[Exercise instructions]: Going through the records that follow, please count the lines with "feather" in them and give only the count.

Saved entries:
┌────────
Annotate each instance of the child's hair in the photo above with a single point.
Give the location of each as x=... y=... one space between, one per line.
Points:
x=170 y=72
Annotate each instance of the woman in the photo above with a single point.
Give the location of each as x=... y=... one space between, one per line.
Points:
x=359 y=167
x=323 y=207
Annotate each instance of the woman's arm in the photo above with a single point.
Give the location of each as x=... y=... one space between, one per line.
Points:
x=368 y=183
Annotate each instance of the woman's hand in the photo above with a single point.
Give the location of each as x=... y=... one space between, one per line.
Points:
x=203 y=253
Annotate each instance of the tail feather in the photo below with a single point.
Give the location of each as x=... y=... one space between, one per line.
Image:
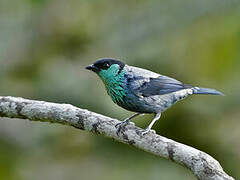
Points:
x=199 y=90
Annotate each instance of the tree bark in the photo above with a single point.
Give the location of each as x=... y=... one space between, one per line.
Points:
x=203 y=166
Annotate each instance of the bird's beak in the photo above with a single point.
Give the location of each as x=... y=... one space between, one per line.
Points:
x=92 y=68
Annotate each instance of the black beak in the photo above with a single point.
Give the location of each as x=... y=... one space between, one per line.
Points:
x=92 y=68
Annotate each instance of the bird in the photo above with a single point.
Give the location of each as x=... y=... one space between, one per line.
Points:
x=142 y=91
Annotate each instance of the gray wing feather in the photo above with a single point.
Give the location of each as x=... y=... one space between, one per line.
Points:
x=147 y=83
x=159 y=86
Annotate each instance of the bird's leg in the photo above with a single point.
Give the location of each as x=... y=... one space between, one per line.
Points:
x=157 y=116
x=120 y=125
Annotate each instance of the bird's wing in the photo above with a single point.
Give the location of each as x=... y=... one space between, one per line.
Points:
x=153 y=85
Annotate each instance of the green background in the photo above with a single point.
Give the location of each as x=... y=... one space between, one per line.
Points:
x=44 y=47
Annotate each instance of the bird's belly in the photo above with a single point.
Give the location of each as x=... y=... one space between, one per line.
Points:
x=153 y=104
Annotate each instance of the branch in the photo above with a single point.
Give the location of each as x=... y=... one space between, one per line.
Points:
x=203 y=166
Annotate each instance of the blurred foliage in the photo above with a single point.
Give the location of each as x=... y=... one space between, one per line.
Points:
x=45 y=46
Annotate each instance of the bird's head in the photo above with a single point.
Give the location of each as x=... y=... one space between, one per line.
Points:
x=107 y=67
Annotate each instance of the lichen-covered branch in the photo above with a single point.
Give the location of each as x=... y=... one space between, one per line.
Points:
x=201 y=164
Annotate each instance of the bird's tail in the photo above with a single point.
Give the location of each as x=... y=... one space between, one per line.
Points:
x=199 y=90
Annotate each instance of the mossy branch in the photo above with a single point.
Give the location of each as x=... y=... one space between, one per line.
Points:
x=203 y=166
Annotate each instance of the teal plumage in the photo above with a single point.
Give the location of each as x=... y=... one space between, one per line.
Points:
x=114 y=83
x=142 y=91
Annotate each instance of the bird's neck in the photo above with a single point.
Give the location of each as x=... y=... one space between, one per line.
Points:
x=114 y=85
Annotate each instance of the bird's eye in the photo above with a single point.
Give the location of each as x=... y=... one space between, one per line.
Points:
x=106 y=65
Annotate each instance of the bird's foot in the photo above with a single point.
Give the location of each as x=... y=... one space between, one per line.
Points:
x=120 y=126
x=146 y=131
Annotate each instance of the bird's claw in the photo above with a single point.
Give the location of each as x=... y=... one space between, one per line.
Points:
x=146 y=131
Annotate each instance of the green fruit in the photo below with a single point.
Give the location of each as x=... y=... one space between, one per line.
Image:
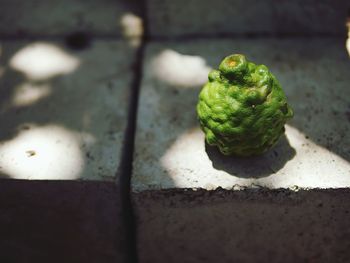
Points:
x=242 y=109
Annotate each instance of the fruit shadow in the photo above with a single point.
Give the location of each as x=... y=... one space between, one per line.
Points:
x=256 y=166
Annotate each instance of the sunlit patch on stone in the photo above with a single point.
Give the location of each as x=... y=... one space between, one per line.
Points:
x=132 y=27
x=180 y=70
x=46 y=152
x=40 y=61
x=28 y=94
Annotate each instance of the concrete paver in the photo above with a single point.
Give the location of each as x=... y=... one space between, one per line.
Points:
x=194 y=205
x=170 y=148
x=63 y=113
x=57 y=17
x=168 y=18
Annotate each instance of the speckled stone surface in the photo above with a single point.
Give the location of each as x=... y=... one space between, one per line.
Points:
x=195 y=17
x=170 y=149
x=57 y=17
x=61 y=221
x=243 y=226
x=63 y=113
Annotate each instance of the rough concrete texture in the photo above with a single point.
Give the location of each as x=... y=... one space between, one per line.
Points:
x=57 y=17
x=243 y=226
x=57 y=221
x=170 y=149
x=169 y=18
x=63 y=113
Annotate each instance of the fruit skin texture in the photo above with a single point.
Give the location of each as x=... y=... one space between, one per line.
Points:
x=242 y=109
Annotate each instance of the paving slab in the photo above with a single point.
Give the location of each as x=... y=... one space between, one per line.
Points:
x=168 y=18
x=200 y=203
x=50 y=18
x=170 y=148
x=63 y=112
x=55 y=221
x=63 y=116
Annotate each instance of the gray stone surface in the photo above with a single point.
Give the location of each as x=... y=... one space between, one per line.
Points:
x=61 y=221
x=57 y=17
x=243 y=226
x=169 y=18
x=170 y=149
x=63 y=113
└────────
[Expected answer]: 2